= WHAT TO DO =
Carry on the passage about the Kenyan dispute over displaying Turkana Boy, picking up right after "Local Catholics have backed him."
BEGIN PASSAGE SHOWN
The Economist has a truly balanced and fascinating feature about evolution's battles outside the United States.
In Kenya, for example, there is a bitter controversy over plans to put on display the most complete skeleton of a prehistoric human being ever found, a figure known as Turkana Boy—along with a collection of fossils, some of which may be as much as 200m years old. Bishop Boniface Adoyo, an evangelical leader who claims to speak for 35 denominations and 10m believers, has denounced the proposed exhibit, asserting that: "I did not evolve from Turkana Boy or anything like it."
Richard Leakey, the palaeontologist who unearthed both the skeleton and the fossils in northern Kenya, is adamant that the show must go on. "Whether the bishop likes it or not, Turkana Boy is a distant relation of his," Mr Leakey has insisted. Local Catholics have backed him.
END PASSAGE SHOWN
BEGIN EXCERPTED RECORDS
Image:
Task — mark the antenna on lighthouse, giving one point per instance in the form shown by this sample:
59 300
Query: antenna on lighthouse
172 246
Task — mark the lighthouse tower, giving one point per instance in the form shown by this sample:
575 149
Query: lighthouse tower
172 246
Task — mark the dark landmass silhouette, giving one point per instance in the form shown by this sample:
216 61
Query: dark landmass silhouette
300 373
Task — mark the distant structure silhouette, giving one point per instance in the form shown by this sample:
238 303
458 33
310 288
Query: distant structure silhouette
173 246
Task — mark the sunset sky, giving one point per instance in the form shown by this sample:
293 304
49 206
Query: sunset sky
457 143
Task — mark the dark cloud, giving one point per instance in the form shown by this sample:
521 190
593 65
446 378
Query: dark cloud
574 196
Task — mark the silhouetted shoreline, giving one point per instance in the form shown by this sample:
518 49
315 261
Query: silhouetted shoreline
END EXCERPTED RECORDS
= RESULT FOR THIS TASK =
Rows over religion and reason are also raging in Russia. In recent weeks the Russian Orthodox Church has backed a family in St Petersburg who (unsuccessfully) sued the education authorities for teaching only about evolution to explain the origins of life. Plunging into deep scientific waters, a spokesman for the Moscow Patriarchate, Father Vsevolod Chaplin, said Darwin's theory of evolution was "based on pretty strained argumentation"—and that physical evidence cited in its support "can never prove that one biological species can evolve into another."
The first thing I think of here—maybe this is weird—is Mark Steyn's America Alone. One of the theses of Steyn's book is that a wave of Islamic conversions or Muslims outbreeding secular Westerners will snuff out the spirit of the Enlightenment. Well, here we have the the frontier outposts, the Rorke's Drifts, of Christianity, and there's some of the angry science-bashing that Steyn fears from Islam.